→ WHAT TO DO
Rescale the rows below, from the line containing "Can you find the golden striped" through the end of the rows, inclusive. Rewrite those lines with their requests, multiplying each x and y coordinate in the answers by 1.85 and rounding to whole numbers, halves up.

→ MATERIAL FOR THIS EXERCISE
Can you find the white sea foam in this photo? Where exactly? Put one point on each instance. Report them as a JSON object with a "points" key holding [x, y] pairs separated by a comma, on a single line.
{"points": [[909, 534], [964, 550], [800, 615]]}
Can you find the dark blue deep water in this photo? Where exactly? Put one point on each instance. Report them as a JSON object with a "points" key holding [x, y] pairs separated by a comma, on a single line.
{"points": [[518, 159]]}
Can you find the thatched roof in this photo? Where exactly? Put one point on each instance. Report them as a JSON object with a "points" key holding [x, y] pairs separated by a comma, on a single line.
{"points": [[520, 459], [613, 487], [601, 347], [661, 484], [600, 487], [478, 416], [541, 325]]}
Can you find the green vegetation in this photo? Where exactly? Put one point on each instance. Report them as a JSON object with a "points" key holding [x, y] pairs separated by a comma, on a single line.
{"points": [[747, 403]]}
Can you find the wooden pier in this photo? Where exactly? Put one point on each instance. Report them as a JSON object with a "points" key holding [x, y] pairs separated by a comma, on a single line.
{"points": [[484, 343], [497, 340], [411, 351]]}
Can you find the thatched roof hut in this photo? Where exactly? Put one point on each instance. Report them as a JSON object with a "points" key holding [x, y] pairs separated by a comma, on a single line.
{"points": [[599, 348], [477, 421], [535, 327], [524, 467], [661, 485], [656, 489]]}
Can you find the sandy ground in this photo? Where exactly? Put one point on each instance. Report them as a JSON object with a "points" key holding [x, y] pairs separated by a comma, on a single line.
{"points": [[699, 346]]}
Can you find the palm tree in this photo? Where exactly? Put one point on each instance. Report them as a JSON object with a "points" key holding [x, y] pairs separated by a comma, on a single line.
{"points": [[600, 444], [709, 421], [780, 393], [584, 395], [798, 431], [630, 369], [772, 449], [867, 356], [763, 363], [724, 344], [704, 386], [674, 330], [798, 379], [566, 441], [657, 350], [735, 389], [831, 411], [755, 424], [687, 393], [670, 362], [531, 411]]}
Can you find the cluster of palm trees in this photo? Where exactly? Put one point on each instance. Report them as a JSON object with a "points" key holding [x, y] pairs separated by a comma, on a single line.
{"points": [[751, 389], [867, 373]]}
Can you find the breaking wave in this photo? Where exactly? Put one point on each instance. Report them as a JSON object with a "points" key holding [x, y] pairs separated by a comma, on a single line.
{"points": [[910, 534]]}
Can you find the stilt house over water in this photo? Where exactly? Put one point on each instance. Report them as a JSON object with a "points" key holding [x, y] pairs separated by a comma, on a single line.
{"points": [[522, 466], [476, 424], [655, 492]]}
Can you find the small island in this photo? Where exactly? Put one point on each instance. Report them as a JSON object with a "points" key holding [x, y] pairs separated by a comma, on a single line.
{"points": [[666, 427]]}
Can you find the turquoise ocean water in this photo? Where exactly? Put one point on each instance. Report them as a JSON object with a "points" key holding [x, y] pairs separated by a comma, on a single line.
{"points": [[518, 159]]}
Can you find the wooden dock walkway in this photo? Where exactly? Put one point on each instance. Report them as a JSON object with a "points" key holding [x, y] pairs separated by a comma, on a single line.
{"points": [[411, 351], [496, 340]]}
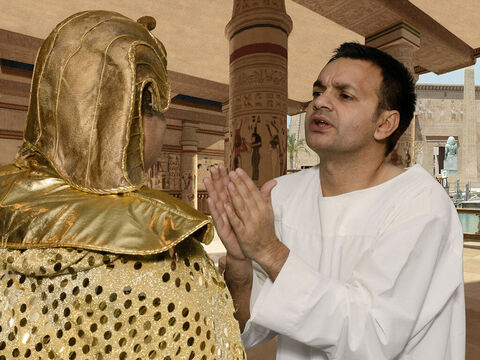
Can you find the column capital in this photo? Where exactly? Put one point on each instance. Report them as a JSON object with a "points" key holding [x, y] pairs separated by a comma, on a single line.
{"points": [[189, 139], [401, 33], [266, 16]]}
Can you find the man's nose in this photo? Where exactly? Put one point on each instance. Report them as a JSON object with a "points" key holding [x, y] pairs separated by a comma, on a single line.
{"points": [[322, 101]]}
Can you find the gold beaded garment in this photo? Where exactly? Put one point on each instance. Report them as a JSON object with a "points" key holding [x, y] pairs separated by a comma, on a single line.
{"points": [[92, 264]]}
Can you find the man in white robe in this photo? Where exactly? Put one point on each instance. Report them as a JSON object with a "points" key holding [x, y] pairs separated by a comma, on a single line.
{"points": [[354, 258]]}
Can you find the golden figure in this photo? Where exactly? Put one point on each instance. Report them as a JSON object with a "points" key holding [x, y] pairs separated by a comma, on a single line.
{"points": [[94, 265]]}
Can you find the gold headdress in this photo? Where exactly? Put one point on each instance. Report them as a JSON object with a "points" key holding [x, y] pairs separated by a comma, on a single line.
{"points": [[77, 180], [84, 115]]}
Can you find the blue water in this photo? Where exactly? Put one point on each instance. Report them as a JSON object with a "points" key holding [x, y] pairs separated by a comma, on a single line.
{"points": [[469, 223]]}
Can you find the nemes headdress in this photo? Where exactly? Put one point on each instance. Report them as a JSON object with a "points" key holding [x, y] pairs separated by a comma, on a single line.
{"points": [[84, 115]]}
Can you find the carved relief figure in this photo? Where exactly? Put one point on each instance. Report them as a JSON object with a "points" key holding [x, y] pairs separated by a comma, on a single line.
{"points": [[451, 159], [256, 145]]}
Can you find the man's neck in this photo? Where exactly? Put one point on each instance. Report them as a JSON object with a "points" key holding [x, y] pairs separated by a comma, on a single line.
{"points": [[342, 175]]}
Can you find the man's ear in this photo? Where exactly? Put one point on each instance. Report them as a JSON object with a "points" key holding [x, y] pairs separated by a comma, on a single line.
{"points": [[387, 123]]}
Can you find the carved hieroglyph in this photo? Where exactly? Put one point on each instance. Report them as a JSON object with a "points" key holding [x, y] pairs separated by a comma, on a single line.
{"points": [[258, 96]]}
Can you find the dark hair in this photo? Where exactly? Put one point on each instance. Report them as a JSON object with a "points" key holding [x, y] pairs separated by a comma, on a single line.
{"points": [[397, 91]]}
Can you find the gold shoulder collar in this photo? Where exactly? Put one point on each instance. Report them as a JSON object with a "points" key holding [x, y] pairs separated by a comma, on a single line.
{"points": [[39, 210]]}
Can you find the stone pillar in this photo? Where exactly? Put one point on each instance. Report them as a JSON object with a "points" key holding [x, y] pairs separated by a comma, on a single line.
{"points": [[227, 131], [189, 161], [400, 41], [258, 34], [468, 146]]}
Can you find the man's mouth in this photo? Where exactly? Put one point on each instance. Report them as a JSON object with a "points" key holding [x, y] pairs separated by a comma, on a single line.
{"points": [[319, 123]]}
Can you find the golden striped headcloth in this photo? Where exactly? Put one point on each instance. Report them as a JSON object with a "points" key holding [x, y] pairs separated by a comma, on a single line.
{"points": [[85, 104]]}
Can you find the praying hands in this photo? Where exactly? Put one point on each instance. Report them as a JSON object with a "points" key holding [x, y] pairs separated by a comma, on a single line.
{"points": [[243, 217]]}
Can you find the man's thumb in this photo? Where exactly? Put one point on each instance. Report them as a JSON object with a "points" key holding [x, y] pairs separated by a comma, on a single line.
{"points": [[267, 188]]}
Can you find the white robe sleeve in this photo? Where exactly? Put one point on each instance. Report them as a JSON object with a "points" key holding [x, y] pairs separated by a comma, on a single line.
{"points": [[374, 313], [254, 333]]}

→ OUTPUT OF THE EXERCISE
Can you find the golden striped headcloth in this photo? Where exactly? Put one point on each instance. Report them as a JSON object with a "points" key holding [x, y] pairs separated by a comma, on a single line.
{"points": [[157, 192]]}
Can you find the praying hands in this photo? Where exactly? Put one point on each instance. Report them as a JSON object with a "points" key holding [x, y] pairs separated by a comma, on a single line.
{"points": [[450, 401]]}
Can you find the man's thumb in this photo? Where exactly? Put one point on each instance. Report them as a JSON object with a "points" key holding [x, y] pairs separated by a comma, on a single line.
{"points": [[494, 348]]}
Can you find the white robe sleeve in this photo? Where exactly? Put one point on each instance. Report them as a JSON object with a "points" key holding [x, y] pairs separated by a comma, on a single line.
{"points": [[692, 579], [470, 616]]}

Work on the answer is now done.